[Stored data entries]

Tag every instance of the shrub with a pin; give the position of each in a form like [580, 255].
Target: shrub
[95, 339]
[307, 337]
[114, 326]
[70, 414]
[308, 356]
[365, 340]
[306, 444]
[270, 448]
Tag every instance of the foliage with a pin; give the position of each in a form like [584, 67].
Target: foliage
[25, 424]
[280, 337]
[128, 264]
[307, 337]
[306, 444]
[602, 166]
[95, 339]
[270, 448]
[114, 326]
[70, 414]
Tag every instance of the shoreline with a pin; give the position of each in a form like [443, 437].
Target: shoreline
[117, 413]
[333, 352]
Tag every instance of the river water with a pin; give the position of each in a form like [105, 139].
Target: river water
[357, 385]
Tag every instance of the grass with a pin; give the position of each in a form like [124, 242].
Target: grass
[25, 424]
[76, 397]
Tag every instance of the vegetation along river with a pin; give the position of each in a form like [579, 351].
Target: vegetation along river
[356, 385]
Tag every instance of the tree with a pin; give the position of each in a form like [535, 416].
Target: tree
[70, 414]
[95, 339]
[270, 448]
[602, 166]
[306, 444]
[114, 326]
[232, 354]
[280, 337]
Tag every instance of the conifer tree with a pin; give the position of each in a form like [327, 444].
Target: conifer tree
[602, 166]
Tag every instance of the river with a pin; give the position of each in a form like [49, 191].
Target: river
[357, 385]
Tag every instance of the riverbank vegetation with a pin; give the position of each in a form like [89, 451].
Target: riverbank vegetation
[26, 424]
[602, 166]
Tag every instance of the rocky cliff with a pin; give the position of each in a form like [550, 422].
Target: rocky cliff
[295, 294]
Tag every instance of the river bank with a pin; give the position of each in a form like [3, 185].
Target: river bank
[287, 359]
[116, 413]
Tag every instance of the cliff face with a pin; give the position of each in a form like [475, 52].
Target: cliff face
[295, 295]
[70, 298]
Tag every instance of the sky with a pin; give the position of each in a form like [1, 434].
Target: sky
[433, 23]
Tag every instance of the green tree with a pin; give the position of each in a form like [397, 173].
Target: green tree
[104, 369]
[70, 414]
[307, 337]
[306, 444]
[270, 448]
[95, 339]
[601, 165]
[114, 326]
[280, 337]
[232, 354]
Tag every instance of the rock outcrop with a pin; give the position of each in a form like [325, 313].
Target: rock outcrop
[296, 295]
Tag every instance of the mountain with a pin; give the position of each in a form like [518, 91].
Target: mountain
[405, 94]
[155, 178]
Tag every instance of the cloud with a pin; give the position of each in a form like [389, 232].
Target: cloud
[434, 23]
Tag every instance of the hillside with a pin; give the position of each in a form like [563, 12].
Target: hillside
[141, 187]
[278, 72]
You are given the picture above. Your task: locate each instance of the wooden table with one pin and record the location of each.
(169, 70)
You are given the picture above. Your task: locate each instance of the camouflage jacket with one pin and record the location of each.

Exercise prompt –
Only the lines from the one with "Target: cloud" to the end of the entries above belong in your answer. Retype them exactly.

Solved problem –
Target: cloud
[434, 23]
Tag every instance of the hillside with a pin; give the position of each in a form like [563, 12].
Target: hillside
[141, 187]
[278, 72]
You are given the picture above. Your task: locate each instance of the wooden table with one pin and record the location of each.
(169, 70)
You are given the picture above. Your task: locate each instance of the camouflage jacket with one pin and record the location of each.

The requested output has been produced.